From owner-freebsd-arch@FreeBSD.ORG  Wed Sep  1 19:46:38 2004
Return-Path: <owner-freebsd-arch@FreeBSD.ORG>
Delivered-To: freebsd-arch@freebsd.org
Received: from mx1.FreeBSD.org (mx1.freebsd.org [216.136.204.125])
	by hub.freebsd.org (Postfix) with ESMTP id 21D8116A4CE
	for <freebsd-arch@freebsd.org>; Wed,  1 Sep 2004 19:46:38 +0000 (GMT)
Received: from athena.softcardsystems.com (mail.softcardsystems.com
	[12.34.136.114])
	by mx1.FreeBSD.org (Postfix) with ESMTP id 95F0143D1F
	for <freebsd-arch@freebsd.org>; Wed,  1 Sep 2004 19:46:37 +0000 (GMT)
	(envelope-from sah@softcardsystems.com)
Received: from athena (athena [12.34.136.114])i81KkSRE002447;
	Wed, 1 Sep 2004 15:46:31 -0500
Date: Wed, 1 Sep 2004 15:46:28 -0500 (EST)

(Named-object pointing rows)
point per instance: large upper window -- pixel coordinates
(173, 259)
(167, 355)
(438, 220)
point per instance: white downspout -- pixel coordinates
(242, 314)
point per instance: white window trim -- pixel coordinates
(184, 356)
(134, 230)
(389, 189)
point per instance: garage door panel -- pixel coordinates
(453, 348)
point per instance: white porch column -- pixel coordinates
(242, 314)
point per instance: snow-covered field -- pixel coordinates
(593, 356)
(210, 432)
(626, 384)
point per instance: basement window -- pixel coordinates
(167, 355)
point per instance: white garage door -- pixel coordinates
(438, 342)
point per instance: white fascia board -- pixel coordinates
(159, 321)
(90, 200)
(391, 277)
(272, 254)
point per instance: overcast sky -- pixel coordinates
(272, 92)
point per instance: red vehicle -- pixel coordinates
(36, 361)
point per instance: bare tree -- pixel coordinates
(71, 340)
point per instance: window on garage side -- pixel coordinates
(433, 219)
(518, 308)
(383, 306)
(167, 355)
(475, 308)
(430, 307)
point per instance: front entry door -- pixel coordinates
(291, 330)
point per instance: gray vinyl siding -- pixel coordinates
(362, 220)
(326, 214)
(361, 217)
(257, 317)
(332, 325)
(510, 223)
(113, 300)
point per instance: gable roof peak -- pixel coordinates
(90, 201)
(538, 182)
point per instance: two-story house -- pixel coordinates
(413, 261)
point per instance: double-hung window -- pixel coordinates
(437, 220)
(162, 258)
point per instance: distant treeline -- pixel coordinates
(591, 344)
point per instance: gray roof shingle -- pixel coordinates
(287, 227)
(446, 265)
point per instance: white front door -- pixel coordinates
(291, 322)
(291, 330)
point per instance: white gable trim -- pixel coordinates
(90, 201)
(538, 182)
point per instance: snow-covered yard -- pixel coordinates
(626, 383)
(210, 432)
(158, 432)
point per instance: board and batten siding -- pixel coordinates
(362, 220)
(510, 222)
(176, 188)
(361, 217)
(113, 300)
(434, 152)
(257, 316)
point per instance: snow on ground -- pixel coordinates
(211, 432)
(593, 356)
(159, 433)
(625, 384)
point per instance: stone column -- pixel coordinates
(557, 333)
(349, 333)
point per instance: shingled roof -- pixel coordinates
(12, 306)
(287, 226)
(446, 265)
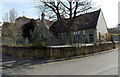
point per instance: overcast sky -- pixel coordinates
(109, 9)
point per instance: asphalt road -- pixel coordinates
(101, 64)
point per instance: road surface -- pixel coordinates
(100, 64)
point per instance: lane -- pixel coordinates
(102, 64)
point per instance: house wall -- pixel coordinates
(101, 25)
(84, 36)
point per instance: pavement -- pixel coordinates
(99, 64)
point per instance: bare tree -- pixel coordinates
(60, 10)
(10, 16)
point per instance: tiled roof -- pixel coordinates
(83, 21)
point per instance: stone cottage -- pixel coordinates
(88, 28)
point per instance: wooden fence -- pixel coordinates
(55, 52)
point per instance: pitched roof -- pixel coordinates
(83, 21)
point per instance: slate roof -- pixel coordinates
(81, 22)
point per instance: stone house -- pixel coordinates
(87, 28)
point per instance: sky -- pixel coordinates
(26, 8)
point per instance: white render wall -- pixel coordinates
(101, 25)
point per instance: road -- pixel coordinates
(100, 64)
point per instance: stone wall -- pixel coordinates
(56, 52)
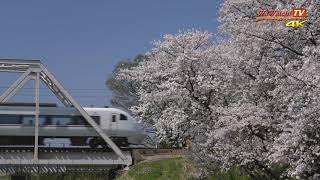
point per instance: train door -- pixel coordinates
(114, 123)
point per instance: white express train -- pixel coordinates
(60, 122)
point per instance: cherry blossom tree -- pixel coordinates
(282, 65)
(251, 100)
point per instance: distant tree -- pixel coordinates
(124, 91)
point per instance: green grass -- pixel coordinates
(233, 174)
(175, 169)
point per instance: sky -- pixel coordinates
(81, 41)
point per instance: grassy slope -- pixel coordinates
(175, 169)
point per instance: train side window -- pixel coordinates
(30, 120)
(61, 120)
(10, 119)
(123, 117)
(79, 120)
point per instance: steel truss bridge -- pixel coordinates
(43, 159)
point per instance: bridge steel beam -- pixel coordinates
(34, 69)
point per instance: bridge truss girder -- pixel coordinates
(35, 70)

Tasks ::
1. Answer these questions from the email header:
(a) Which IP address is listed for mx1.freebsd.org?
(b) Which address is given as the envelope sender?
(c) What time and time zone appear on the Date line?
2. Rewrite the email header starting with "by mx1.FreeBSD.org (Postfix)" and going on through "(envelope-from sah@softcardsystems.com)", putting "Sendmail" in place of "Postfix".

Solution set ::
1.
(a) 216.136.204.125
(b) sah@softcardsystems.com
(c) 15:46:28 -0500 (EST)

2.
by mx1.FreeBSD.org (Sendmail) with ESMTP id 95F0143D1F
	for <freebsd-arch@freebsd.org>; Wed,  1 Sep 2004 19:46:37 +0000 (GMT)
	(envelope-from sah@softcardsystems.com)